> [AIM OF THE EXERCISE]: Please set down exactly the lines of the listing below from the line containing "The answer for" through the line containing "positive clicks: (250, 241)", both lines included, leaving out all other lines.

> [DATASET EXTRACT]:
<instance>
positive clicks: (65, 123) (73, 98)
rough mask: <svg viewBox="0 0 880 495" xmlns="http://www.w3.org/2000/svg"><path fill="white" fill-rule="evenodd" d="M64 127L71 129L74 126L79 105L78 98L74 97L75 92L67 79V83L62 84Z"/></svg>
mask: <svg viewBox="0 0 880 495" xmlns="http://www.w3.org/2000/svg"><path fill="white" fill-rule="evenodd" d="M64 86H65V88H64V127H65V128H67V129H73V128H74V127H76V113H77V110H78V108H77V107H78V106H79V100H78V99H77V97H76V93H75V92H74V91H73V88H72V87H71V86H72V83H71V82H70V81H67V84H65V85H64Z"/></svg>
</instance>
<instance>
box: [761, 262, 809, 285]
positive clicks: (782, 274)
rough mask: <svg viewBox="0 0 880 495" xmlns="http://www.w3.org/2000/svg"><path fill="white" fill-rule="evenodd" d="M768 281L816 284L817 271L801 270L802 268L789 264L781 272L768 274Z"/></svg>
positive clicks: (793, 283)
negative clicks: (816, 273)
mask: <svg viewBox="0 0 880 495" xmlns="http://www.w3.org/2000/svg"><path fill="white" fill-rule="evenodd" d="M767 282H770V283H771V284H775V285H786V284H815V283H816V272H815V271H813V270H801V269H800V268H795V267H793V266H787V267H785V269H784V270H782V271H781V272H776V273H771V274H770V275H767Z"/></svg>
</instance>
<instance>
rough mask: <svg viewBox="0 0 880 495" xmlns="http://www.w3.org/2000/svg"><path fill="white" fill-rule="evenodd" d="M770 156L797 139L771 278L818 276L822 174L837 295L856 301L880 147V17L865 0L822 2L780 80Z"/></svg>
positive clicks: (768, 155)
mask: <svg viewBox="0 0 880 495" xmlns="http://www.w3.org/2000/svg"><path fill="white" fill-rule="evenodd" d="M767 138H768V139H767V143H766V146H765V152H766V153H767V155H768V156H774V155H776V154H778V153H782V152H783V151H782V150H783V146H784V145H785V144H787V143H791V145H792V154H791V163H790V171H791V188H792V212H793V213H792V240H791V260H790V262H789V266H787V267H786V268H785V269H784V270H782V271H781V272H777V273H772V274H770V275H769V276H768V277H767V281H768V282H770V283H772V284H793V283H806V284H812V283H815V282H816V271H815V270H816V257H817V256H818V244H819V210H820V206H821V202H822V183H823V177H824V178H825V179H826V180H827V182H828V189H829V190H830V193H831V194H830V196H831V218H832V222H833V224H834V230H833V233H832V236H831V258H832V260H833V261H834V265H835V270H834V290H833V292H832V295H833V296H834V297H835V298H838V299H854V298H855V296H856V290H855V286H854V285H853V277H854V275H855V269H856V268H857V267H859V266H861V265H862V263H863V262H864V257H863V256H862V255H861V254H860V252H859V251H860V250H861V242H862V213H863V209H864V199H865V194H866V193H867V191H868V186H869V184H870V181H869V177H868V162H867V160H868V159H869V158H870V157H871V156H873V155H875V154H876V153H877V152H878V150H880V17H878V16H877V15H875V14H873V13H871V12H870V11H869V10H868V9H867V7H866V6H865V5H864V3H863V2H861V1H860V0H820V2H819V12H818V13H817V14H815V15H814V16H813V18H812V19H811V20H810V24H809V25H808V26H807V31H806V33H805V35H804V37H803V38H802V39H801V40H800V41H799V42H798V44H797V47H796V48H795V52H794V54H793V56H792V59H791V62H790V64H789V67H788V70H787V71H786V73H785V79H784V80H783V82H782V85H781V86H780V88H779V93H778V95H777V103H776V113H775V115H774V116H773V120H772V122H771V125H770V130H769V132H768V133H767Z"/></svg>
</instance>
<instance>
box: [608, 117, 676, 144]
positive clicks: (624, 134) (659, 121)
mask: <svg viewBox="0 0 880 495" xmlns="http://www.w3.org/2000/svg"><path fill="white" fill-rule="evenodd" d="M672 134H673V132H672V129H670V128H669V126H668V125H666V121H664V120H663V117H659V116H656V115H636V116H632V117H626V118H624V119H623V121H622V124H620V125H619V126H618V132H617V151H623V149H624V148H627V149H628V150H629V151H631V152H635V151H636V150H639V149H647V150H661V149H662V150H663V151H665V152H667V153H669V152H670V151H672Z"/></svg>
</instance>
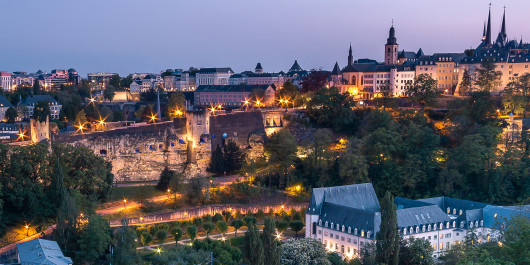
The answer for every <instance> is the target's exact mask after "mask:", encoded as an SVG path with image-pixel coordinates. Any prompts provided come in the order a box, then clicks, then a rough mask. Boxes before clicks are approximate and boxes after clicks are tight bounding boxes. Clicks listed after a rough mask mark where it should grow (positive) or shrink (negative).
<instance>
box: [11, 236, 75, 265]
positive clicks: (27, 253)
mask: <svg viewBox="0 0 530 265" xmlns="http://www.w3.org/2000/svg"><path fill="white" fill-rule="evenodd" d="M17 251H18V257H19V259H20V264H21V265H26V264H27V265H29V264H46V265H69V264H73V261H72V259H71V258H69V257H65V256H64V255H63V252H62V251H61V249H60V248H59V245H58V244H57V242H55V241H50V240H44V239H34V240H31V241H28V242H24V243H20V244H18V245H17Z"/></svg>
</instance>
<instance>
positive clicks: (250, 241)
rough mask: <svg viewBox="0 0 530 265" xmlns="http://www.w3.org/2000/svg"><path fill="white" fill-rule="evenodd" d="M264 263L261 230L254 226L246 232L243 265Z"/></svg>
mask: <svg viewBox="0 0 530 265" xmlns="http://www.w3.org/2000/svg"><path fill="white" fill-rule="evenodd" d="M264 261H265V260H264V253H263V243H262V242H261V238H260V234H259V229H258V227H257V226H256V225H254V224H253V225H252V226H250V227H249V228H248V230H247V232H245V245H244V250H243V263H245V264H253V265H263V264H264Z"/></svg>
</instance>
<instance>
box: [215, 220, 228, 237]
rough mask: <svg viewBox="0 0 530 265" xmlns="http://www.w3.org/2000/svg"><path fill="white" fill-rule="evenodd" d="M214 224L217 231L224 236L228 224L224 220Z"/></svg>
mask: <svg viewBox="0 0 530 265" xmlns="http://www.w3.org/2000/svg"><path fill="white" fill-rule="evenodd" d="M215 226H216V227H217V231H219V233H221V235H222V236H223V237H224V233H226V231H227V230H228V224H227V223H226V222H225V221H219V222H217V223H215Z"/></svg>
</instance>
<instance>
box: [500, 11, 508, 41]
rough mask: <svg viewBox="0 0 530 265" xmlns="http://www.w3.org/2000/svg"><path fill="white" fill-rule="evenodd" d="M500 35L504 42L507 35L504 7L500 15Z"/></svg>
mask: <svg viewBox="0 0 530 265" xmlns="http://www.w3.org/2000/svg"><path fill="white" fill-rule="evenodd" d="M501 34H502V37H503V38H504V40H506V37H507V34H506V6H505V7H504V13H503V14H502V26H501Z"/></svg>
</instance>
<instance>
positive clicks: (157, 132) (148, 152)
mask: <svg viewBox="0 0 530 265" xmlns="http://www.w3.org/2000/svg"><path fill="white" fill-rule="evenodd" d="M54 138H55V139H53V140H54V141H55V142H64V143H69V144H72V145H74V146H84V147H88V148H90V149H92V150H93V151H94V153H95V154H97V155H100V156H103V157H104V158H105V159H106V160H107V161H109V162H111V163H112V173H113V174H114V176H115V180H117V181H142V180H156V179H158V177H159V175H160V172H161V171H162V170H163V168H164V167H165V166H166V165H167V166H168V167H169V168H171V169H175V170H181V169H182V168H183V166H184V165H186V164H187V163H186V162H187V161H188V157H187V153H189V152H188V151H187V149H188V144H189V145H190V146H192V147H193V148H192V149H193V152H192V153H193V154H194V155H195V157H194V158H195V159H194V161H196V163H197V164H196V166H195V167H196V168H198V171H199V172H197V173H204V172H205V169H206V166H207V164H208V162H209V159H210V156H211V152H210V146H209V145H206V144H202V145H199V144H196V145H194V144H193V142H196V141H198V140H197V139H196V140H195V141H194V139H193V138H192V137H189V134H188V131H187V126H186V119H184V118H182V119H175V120H174V121H172V122H162V123H156V124H150V125H143V126H130V127H125V128H119V129H114V130H108V131H102V132H94V133H87V134H75V135H58V136H56V137H54Z"/></svg>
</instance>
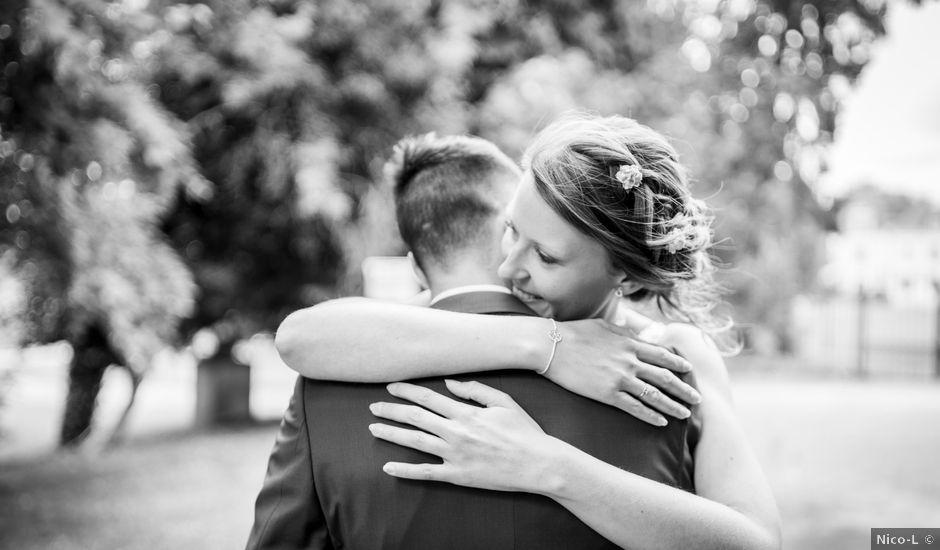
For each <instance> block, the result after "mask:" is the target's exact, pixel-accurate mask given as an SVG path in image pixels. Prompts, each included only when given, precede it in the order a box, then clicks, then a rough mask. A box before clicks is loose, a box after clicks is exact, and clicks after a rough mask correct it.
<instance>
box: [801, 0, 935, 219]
mask: <svg viewBox="0 0 940 550" xmlns="http://www.w3.org/2000/svg"><path fill="white" fill-rule="evenodd" d="M886 29H887V32H886V35H885V36H884V37H883V38H882V39H881V40H880V41H879V42H878V43H876V44H875V46H874V49H873V55H872V60H871V61H870V62H869V64H868V65H867V66H866V67H865V69H864V70H863V72H862V74H861V75H860V77H859V80H858V83H857V87H856V90H855V92H854V93H853V95H852V96H851V97H850V98H849V99H848V100H847V103H846V106H845V110H844V111H843V112H842V114H841V118H840V119H839V121H838V124H837V130H836V135H835V143H834V145H833V150H832V156H831V158H830V163H831V164H830V168H831V170H830V172H829V173H828V174H827V175H825V176H824V178H823V179H822V181H821V182H820V184H819V191H820V193H821V194H824V195H829V196H836V197H837V196H840V195H843V194H844V193H845V192H847V191H849V190H850V189H852V188H853V187H854V186H856V185H859V184H861V183H863V182H870V183H872V184H875V185H878V186H880V187H883V188H885V189H886V190H890V191H894V192H897V193H903V194H909V195H913V196H916V197H920V198H925V199H929V200H931V201H932V202H934V203H936V204H938V205H940V3H938V2H925V5H923V6H911V5H910V4H908V3H907V2H897V3H895V4H892V5H890V8H889V12H888V18H887V22H886Z"/></svg>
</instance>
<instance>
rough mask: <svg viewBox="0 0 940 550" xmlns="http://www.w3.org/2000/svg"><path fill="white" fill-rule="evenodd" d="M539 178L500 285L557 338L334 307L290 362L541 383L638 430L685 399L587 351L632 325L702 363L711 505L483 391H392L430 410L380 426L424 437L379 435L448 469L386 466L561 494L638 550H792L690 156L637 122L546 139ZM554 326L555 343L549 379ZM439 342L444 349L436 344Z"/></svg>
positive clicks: (597, 345)
mask: <svg viewBox="0 0 940 550" xmlns="http://www.w3.org/2000/svg"><path fill="white" fill-rule="evenodd" d="M523 168H524V170H525V173H524V176H523V179H522V182H521V183H520V185H519V188H518V190H517V192H516V195H515V197H514V198H513V200H512V202H511V204H510V207H509V210H508V219H507V223H506V231H505V235H504V238H503V252H504V254H505V260H504V261H503V263H502V264H501V265H500V267H499V274H500V275H501V277H502V278H503V279H504V280H506V281H507V282H508V284H509V285H510V286H511V289H512V292H513V294H514V295H515V296H517V297H518V298H519V299H521V300H522V301H524V302H525V303H526V304H527V305H528V306H529V307H530V308H532V309H533V310H534V311H536V312H537V313H539V314H540V315H541V316H542V317H545V318H547V319H551V325H550V326H547V325H546V323H547V321H546V320H544V319H542V320H539V319H537V318H535V319H531V318H524V317H502V318H499V317H492V316H483V315H466V314H456V313H448V312H442V311H432V310H429V309H427V308H416V307H410V306H396V305H392V304H380V303H376V302H371V301H366V300H362V299H344V300H336V301H333V302H328V303H325V304H321V305H318V306H315V307H312V308H308V309H306V310H302V311H299V312H296V313H294V314H292V315H291V316H289V317H288V318H287V319H286V320H285V321H284V323H283V324H282V325H281V327H280V329H279V330H278V336H277V344H278V349H279V351H280V352H281V354H282V357H283V358H284V360H285V362H287V364H288V365H289V366H291V367H292V368H294V369H295V370H297V371H298V372H300V373H301V374H303V375H305V376H308V377H311V378H319V379H332V380H349V381H370V382H379V381H395V380H404V379H408V378H415V377H420V376H429V375H448V374H458V373H462V372H472V371H478V370H484V369H498V368H529V369H533V370H537V371H540V372H542V373H544V374H545V375H546V376H547V377H548V378H550V379H551V380H553V381H555V382H556V383H558V384H560V385H563V386H565V387H567V388H568V389H571V390H572V391H576V392H577V393H581V394H582V395H586V396H589V397H593V398H595V399H597V400H601V401H604V402H606V403H609V404H612V405H614V406H617V407H620V408H622V409H624V410H627V411H630V412H633V413H635V414H636V415H637V416H642V415H643V414H644V413H643V411H644V410H648V409H646V407H645V405H649V406H650V407H653V408H656V409H658V410H660V411H663V412H666V411H667V410H669V406H668V405H667V403H669V402H670V401H671V400H669V399H668V397H667V396H665V395H664V394H663V392H660V391H658V390H656V389H655V387H654V386H655V385H659V386H662V384H649V383H647V381H649V382H656V381H655V380H652V379H650V378H651V373H653V372H656V371H653V370H650V369H648V368H645V367H644V363H643V362H642V361H637V360H636V357H635V356H630V354H629V353H627V354H626V355H625V353H626V352H625V351H624V349H623V348H618V349H617V350H616V351H615V352H613V353H611V352H609V350H610V346H609V345H608V346H606V347H604V346H605V345H606V344H605V342H609V341H610V340H612V339H613V338H610V337H609V336H608V337H607V338H605V339H604V341H603V342H602V341H600V340H599V339H597V338H591V337H589V336H587V335H588V334H597V333H598V332H603V331H605V330H606V331H607V332H610V333H622V329H619V328H618V327H617V326H616V323H618V322H619V323H621V324H622V323H626V324H627V325H628V326H630V327H631V328H632V329H634V330H635V331H639V332H641V334H643V335H644V336H645V337H646V338H648V339H651V340H655V341H656V342H657V343H659V344H661V345H663V346H665V347H670V348H674V349H675V350H677V351H678V353H679V354H681V355H682V356H683V357H685V358H686V359H688V360H689V361H690V362H691V363H692V364H693V365H695V373H696V379H697V385H698V390H699V392H700V394H701V397H702V400H701V403H700V404H699V405H697V406H695V407H693V410H692V415H693V419H694V420H695V421H697V422H700V423H701V426H702V431H701V437H700V439H699V442H698V444H697V446H696V447H695V449H694V463H695V469H694V485H695V494H691V493H688V492H685V491H682V490H680V489H676V488H674V487H669V486H666V485H664V484H660V483H657V482H654V481H651V480H649V479H646V478H643V477H641V476H638V475H636V474H633V473H631V472H627V471H624V470H621V469H619V468H617V467H615V466H612V465H610V464H606V463H604V462H602V461H600V460H597V459H596V458H594V457H592V456H590V455H588V454H586V453H584V452H582V451H580V450H578V449H576V448H574V447H572V446H570V445H568V444H567V443H565V442H563V441H561V440H559V439H556V438H554V437H551V436H549V435H547V434H545V433H544V432H543V431H542V430H541V428H540V427H539V426H538V425H537V424H536V423H535V421H533V420H532V419H531V418H530V417H529V416H528V415H527V414H526V412H525V411H524V410H523V409H522V408H521V407H519V406H518V405H517V404H516V403H515V402H514V401H513V400H512V398H511V397H510V396H509V395H507V394H505V393H502V392H500V391H498V390H495V389H493V388H490V387H488V386H485V385H483V384H480V383H477V382H466V383H461V382H455V381H448V382H447V388H448V389H449V390H450V392H451V393H453V394H454V395H455V396H457V397H460V398H462V399H466V400H471V401H474V402H477V403H479V404H480V405H483V406H482V407H476V406H471V405H468V404H466V403H464V402H460V401H457V400H454V399H451V398H450V397H447V396H445V395H442V394H439V393H435V392H434V391H432V390H429V389H427V388H423V387H420V386H415V385H412V384H407V383H401V382H398V383H393V384H390V385H389V391H390V393H391V394H392V395H394V396H396V397H399V398H402V399H405V400H407V401H411V402H414V403H417V404H420V405H421V406H420V407H418V406H410V405H393V404H391V403H376V404H373V406H372V411H373V413H374V414H375V415H376V416H378V417H379V418H382V419H387V420H390V421H394V422H397V423H401V424H407V425H411V426H414V427H415V428H418V429H420V430H421V431H417V430H410V429H406V428H402V427H396V426H392V425H390V424H385V423H381V422H379V423H376V424H373V425H372V426H370V430H371V431H372V433H373V435H374V436H375V437H378V438H381V439H384V440H387V441H390V442H393V443H396V444H399V445H403V446H407V447H412V448H415V449H417V450H420V451H423V452H426V453H429V454H432V455H436V456H439V457H440V458H441V459H442V461H443V462H442V463H441V464H404V463H388V464H386V465H385V466H384V470H385V472H386V473H388V474H389V475H392V476H396V477H401V478H410V479H419V480H425V481H426V482H441V481H443V482H449V483H455V484H459V485H466V486H471V487H478V488H483V489H493V490H503V491H523V492H529V493H535V494H541V495H545V496H547V497H549V498H552V499H554V500H555V501H557V502H558V503H559V504H561V505H562V506H564V507H565V508H567V509H568V510H569V511H571V512H572V513H573V514H575V515H576V516H577V517H578V518H580V519H581V520H582V521H583V522H584V523H586V524H587V525H589V526H590V527H591V528H593V529H594V530H595V531H597V532H598V533H600V534H601V535H603V536H605V537H606V538H608V539H609V540H611V541H613V542H615V543H616V544H618V545H620V546H623V547H630V548H634V547H639V548H686V547H689V548H703V549H704V548H716V549H717V548H721V549H728V548H760V549H763V548H779V547H780V544H781V542H780V533H779V519H778V517H777V511H776V506H775V504H774V501H773V497H772V495H771V492H770V489H769V487H768V485H767V483H766V481H765V479H764V476H763V474H762V472H761V470H760V466H759V465H758V463H757V460H756V459H755V457H754V455H753V453H752V451H751V450H750V448H749V445H748V443H747V441H746V438H745V436H744V434H743V432H742V429H741V427H740V425H739V423H738V421H737V419H736V417H735V414H734V412H733V409H732V404H731V395H730V386H729V381H728V376H727V371H726V369H725V366H724V363H723V361H722V358H721V354H720V353H719V345H717V344H716V343H715V342H716V340H717V341H720V336H721V334H722V329H724V328H727V327H726V325H727V323H722V321H721V319H718V318H717V316H716V315H715V314H714V313H713V312H714V307H715V305H716V304H717V303H718V298H717V293H716V290H715V285H714V283H713V280H712V266H711V263H710V260H709V258H708V256H707V250H708V247H709V246H710V244H711V233H710V228H709V224H710V218H709V217H708V216H707V215H706V210H705V206H704V204H702V203H701V202H699V201H696V200H695V199H693V198H692V197H691V195H690V193H689V190H688V185H687V180H686V176H685V174H684V171H683V168H682V166H681V165H680V164H679V163H678V160H677V154H676V153H675V151H674V149H673V148H672V147H671V145H669V143H668V142H667V141H666V139H665V138H663V137H662V136H661V135H660V134H658V133H656V132H654V131H653V130H651V129H649V128H647V127H645V126H643V125H640V124H638V123H637V122H635V121H633V120H631V119H627V118H623V117H606V118H600V117H592V116H574V117H567V118H564V119H562V120H560V121H558V122H555V123H554V124H552V125H550V126H548V127H547V128H546V129H544V130H543V131H542V132H540V133H539V134H538V136H536V138H535V140H534V142H533V144H532V145H531V146H530V147H529V149H528V150H527V152H526V155H525V159H524V161H523ZM624 296H625V297H627V298H628V300H622V299H621V297H624ZM627 301H629V302H631V303H634V304H642V303H646V304H655V305H656V306H658V307H657V308H656V309H657V310H658V312H659V313H660V314H661V316H662V319H661V320H662V321H664V322H663V323H659V322H653V321H651V320H650V319H648V318H646V317H644V316H642V315H639V314H638V313H636V312H634V311H632V310H631V309H630V308H627V307H624V306H623V304H624V303H626V302H627ZM587 319H593V320H590V321H588V320H587ZM556 321H557V323H556ZM546 328H550V329H552V330H553V332H551V334H552V339H551V345H552V357H551V358H550V359H549V362H548V364H547V365H546V364H545V359H546V357H545V348H544V344H545V333H546ZM592 330H593V331H594V332H593V333H592V332H591V331H592ZM363 334H369V335H370V337H369V338H368V339H365V340H364V339H363V338H362V335H363ZM429 334H430V335H433V337H434V339H435V342H436V343H438V344H440V345H436V346H433V347H432V346H426V345H422V344H421V343H420V340H421V339H422V337H425V336H426V335H429ZM391 349H394V350H397V353H394V354H390V353H389V352H388V350H391ZM539 350H541V352H540V351H539ZM556 352H557V353H556ZM379 365H380V366H381V367H379ZM544 369H547V370H544ZM644 377H645V378H646V379H647V380H646V381H645V380H644ZM646 414H647V416H648V417H647V418H646V420H647V421H649V422H651V423H657V424H663V423H665V418H663V417H661V416H659V415H658V413H655V412H653V411H649V412H648V413H646ZM625 444H629V442H625Z"/></svg>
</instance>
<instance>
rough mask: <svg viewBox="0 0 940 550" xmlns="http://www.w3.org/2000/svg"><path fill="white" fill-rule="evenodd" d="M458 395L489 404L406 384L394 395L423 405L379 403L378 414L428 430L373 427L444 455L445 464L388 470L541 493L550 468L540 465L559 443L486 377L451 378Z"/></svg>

> [EXERCISE ANSWER]:
The answer for every <instance> is the target's exact mask after "mask:", encoded as an SVG path with image-pixel coordinates. Any prompts provided come in the order a box, then clicks, then a rough mask. Boxes before clicks are approximate and boxes after clicks are tight bounding boxes. Clicks listed after a rough mask mark where it should grow (positive) or shrink (negative).
<instance>
box: [11, 236, 75, 265]
positive clicks: (27, 253)
mask: <svg viewBox="0 0 530 265" xmlns="http://www.w3.org/2000/svg"><path fill="white" fill-rule="evenodd" d="M17 251H18V257H19V259H20V264H21V265H26V264H27V265H29V264H46V265H69V264H73V261H72V259H71V258H69V257H65V256H64V255H63V252H62V251H61V249H60V248H59V245H58V244H57V242H55V241H50V240H44V239H34V240H31V241H28V242H24V243H20V244H18V245H17Z"/></svg>
</instance>
<instance>
positive clicks: (250, 241)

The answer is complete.